EXCERPT =>
>> start
You know, Seventh, here I am full of faith, wanting to worship the Lord, eager to know Him in a deeper way, starving for the Resurrection and the holiness of this season, and cut apart away from my parish like dead flesh. I feel like I have the choices of being a slave under mind control and domination by arrogant men and keep my status as Orthodox or I can be free of the abuse and not be Orthodox.
It isn't pleasant feeling how I feel or living like I'm living. I have this tremendous burst of Christian energy. I'm a vessel full of love for God. I thought I had found "home" in the faith, and really I've just had one lousy experience after another, one disappointment after another, and more Pharisee-like stuff from the clergy than humility and encouragement. I've never felt so low, so un-loved, unwanted, and unwelcome. And it's not the first or second time.
You feel God isn't out there sometimes and that there is nothing. Sad thing is, i TRULY DO FEEL He's out there, but finding a Church home has been pure Gehenna for Kate, the kids, and I. We jokingly call ourselves "Orthodox in Exile" right now.
>> end
EXTRACTED ENTRIES =>
>> start
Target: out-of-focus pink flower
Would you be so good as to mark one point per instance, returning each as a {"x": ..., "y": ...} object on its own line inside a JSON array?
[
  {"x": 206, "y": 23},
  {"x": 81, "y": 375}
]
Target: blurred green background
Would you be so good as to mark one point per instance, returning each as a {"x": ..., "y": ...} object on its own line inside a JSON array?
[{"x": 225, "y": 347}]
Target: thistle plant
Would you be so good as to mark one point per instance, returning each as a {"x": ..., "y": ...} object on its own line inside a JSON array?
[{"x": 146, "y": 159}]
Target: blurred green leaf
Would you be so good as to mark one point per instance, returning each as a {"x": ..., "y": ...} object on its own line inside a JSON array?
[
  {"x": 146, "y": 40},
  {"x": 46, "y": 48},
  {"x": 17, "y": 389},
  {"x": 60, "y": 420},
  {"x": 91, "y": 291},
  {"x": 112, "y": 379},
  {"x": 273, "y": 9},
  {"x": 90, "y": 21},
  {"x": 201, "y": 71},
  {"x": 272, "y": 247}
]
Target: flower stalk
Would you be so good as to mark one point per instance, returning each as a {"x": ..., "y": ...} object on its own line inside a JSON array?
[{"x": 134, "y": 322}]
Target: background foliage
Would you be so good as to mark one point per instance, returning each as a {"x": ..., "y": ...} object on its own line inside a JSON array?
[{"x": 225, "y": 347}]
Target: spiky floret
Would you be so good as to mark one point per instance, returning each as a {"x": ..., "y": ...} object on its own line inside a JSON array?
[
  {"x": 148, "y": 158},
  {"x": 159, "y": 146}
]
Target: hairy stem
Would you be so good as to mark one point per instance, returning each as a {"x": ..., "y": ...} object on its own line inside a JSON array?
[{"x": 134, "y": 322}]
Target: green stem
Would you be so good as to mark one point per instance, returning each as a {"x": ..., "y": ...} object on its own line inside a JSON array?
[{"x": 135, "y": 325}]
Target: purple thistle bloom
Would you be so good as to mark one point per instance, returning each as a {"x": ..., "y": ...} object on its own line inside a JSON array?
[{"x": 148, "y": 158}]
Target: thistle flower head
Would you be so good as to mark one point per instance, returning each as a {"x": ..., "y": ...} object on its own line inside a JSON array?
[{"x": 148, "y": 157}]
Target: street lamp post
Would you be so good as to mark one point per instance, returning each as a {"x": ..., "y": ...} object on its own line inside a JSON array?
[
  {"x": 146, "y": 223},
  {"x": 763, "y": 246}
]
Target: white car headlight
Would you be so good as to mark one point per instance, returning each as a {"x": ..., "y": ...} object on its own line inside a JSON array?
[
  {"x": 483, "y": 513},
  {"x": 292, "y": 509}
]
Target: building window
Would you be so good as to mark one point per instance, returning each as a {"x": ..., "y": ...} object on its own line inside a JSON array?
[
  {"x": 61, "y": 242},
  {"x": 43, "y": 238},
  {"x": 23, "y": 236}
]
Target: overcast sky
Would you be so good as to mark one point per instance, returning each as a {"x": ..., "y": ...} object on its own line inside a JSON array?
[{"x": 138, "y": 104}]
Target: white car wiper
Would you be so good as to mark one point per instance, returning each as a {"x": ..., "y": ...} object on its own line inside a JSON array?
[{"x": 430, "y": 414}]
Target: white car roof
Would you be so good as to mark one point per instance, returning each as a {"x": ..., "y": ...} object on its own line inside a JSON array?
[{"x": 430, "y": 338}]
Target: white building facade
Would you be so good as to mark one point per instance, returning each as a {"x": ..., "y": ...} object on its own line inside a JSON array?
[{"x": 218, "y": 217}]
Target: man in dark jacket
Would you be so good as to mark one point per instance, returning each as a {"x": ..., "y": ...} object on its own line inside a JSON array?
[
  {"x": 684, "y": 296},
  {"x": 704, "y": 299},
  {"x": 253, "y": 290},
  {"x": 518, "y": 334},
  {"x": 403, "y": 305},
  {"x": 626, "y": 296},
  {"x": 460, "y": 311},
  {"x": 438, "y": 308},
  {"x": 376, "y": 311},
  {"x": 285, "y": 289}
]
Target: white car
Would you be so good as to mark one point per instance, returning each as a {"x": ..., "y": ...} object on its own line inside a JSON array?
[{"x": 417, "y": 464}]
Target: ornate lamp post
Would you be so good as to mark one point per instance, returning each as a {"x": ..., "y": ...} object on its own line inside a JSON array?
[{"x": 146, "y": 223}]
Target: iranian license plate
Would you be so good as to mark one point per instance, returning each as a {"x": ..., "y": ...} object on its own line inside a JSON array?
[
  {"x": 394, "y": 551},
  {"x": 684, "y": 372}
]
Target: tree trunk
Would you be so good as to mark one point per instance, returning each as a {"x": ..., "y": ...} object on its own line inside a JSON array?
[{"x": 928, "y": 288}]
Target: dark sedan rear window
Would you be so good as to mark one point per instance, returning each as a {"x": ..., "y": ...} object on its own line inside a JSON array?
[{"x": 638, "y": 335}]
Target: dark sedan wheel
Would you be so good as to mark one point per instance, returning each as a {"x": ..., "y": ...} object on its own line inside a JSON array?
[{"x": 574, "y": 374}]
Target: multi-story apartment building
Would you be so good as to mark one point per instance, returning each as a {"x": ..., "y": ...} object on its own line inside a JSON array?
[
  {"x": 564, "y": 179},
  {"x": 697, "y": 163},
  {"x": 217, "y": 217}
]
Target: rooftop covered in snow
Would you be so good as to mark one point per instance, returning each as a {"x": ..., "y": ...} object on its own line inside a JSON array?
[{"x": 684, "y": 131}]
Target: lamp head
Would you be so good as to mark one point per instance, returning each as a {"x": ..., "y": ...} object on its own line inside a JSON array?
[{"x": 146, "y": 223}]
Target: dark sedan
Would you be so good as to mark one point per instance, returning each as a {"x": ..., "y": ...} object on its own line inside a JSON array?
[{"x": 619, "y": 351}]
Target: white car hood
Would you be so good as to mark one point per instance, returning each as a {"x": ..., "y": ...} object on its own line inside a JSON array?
>> end
TASKS AND EXERCISES =>
A. In the text about the search for a church home, what do the writer, Kate, and the kids jokingly call themselves?
B. Return each line of the listing that contains the word "sedan".

ANSWERS FOR THIS EXERCISE =>
A. They call themselves "Orthodox in Exile."

B.
Target: dark sedan rear window
Target: dark sedan wheel
Target: dark sedan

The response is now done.